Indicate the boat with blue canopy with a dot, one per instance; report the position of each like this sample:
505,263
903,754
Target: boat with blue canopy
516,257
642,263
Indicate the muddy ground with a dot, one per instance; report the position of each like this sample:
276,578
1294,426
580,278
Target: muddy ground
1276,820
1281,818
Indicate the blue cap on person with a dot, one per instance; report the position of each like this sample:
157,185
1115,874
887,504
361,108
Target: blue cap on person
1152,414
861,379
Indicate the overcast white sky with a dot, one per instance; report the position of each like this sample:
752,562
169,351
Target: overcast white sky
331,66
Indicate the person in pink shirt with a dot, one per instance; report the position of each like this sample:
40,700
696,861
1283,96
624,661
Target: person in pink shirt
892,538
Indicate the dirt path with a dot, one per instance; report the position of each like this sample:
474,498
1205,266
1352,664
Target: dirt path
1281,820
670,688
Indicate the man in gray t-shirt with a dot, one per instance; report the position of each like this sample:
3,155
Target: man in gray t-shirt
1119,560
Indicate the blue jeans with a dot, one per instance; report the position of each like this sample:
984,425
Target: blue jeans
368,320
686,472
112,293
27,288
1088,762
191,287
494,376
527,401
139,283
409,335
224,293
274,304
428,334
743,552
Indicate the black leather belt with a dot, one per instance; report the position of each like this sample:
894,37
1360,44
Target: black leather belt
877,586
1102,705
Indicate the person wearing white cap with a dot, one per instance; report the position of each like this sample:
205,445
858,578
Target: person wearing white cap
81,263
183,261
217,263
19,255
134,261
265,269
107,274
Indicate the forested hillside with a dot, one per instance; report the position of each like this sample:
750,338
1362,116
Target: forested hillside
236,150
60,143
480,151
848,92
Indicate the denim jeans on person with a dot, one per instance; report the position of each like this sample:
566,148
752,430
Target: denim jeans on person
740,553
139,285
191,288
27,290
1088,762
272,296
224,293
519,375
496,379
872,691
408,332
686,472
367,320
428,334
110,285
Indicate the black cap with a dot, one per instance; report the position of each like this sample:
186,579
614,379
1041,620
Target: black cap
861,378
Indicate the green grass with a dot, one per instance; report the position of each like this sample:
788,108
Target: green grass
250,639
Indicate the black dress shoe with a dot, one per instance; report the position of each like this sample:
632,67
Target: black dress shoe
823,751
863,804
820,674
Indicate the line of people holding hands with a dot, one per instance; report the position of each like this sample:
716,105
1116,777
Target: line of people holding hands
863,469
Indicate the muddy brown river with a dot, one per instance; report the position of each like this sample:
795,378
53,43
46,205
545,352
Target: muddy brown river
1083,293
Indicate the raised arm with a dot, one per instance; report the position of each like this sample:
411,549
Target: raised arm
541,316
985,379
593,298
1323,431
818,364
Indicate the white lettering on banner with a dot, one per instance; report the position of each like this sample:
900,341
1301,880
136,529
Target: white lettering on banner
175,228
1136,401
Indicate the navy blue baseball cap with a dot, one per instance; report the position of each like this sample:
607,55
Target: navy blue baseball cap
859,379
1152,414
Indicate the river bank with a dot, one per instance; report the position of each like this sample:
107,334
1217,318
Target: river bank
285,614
────────
Task prompt »
Print the lines above again, with no changes.

Full output »
Indicate the boat with blue canopy with a dot, one per instance; report the position of each like this sample:
505,263
903,754
Target: boat with blue canopy
516,257
642,263
Indicate the muddy ground with a dot, one per instance; report the position of each like this sample:
276,578
1294,426
580,278
Target: muddy ground
1276,820
1281,818
Indicate the blue cap on person with a dot, one per instance; report the position of each like this sample:
157,185
1115,874
887,504
361,108
Target: blue cap on person
1152,414
861,379
Indicate the overcast white sky with a dot, one per instance; report the position of each like this sample:
752,562
169,351
Target: overcast white sky
331,66
Indicate the person in pink shirt with a dot, one per instance; report the position of each like this sample:
40,700
696,861
1283,96
624,661
Target: person in pink shirt
892,538
Indicate the dirt path with a dot, one per instance; report the position of each like this sample:
474,498
1205,266
1352,664
Target: dirt path
1281,820
670,688
Indicate the man in gray t-shirt with a dot, one per instance; report the position of each like this sample:
3,155
Target: man in gray t-shirt
1119,560
Indicate the blue jeans with a dot, one per instance; report the position of each like this sample:
984,425
Target: blue jeans
368,320
686,472
112,293
27,288
1088,762
191,287
494,376
527,401
139,283
409,335
224,293
274,304
428,334
743,552
Indicate the black leather belt with a dot, one per instance; report the position of each like this sample:
894,37
1360,44
Target: black leather belt
877,586
1102,705
Indicate the person wearing white cap with a dot, one per instance; report the position of each like this sample:
205,445
858,578
Target: person wearing white cap
81,263
183,261
217,263
19,255
134,261
265,269
107,274
Indicate the forested hillside with a dot, one per instance; report the position of each like this sample:
750,338
1362,116
Target: forested hillside
236,150
60,143
480,151
848,92
Indicate the denim jeans on person with a dot, one per instance; report the position of each like this sample:
566,148
752,430
Target: denim jeans on person
740,553
139,285
191,288
27,290
1088,762
272,296
224,293
519,375
496,379
872,691
408,332
686,472
367,320
428,334
110,285
Indicate the black cap with a dot, one per instance; report the position of each like this sample:
186,579
614,379
1041,620
Target: black cap
861,378
Indicate the green grass with a dot, one per instance; report the position of each like this sample:
788,108
Target: green grass
250,639
Indicate the black dress shoe with a dot, one per instance; report the position of each like this sample:
632,67
Target: black dress shoe
823,751
863,804
820,674
Indicate the line of people holding hands with a dot, one per instance; report the position of each like this sample:
716,105
1116,777
Target: line of people holding hands
863,469
Indicate the muddy brown river with a dot, one per instance; report the position of each like this sample:
795,378
53,43
46,205
545,352
Target: muddy brown river
1083,293
Indicate the raised arm with a dot, one per instance; report the position of each like this sample:
411,549
Target: raised arm
541,316
985,379
593,298
1323,431
818,364
Indicate the white lettering on banner with a dot, one per instance; report the position of each like this sample:
900,341
1301,880
136,529
Target: white lettering on banner
175,228
1136,401
Indicate the navy blue baseball cap with a dot, one per instance; report the position of each like this sample:
607,55
Target: navy blue baseball cap
859,379
1152,414
Indicate the river bank with a dot, one per instance; report the position of each like this sample:
107,334
1217,318
Target: river bank
285,614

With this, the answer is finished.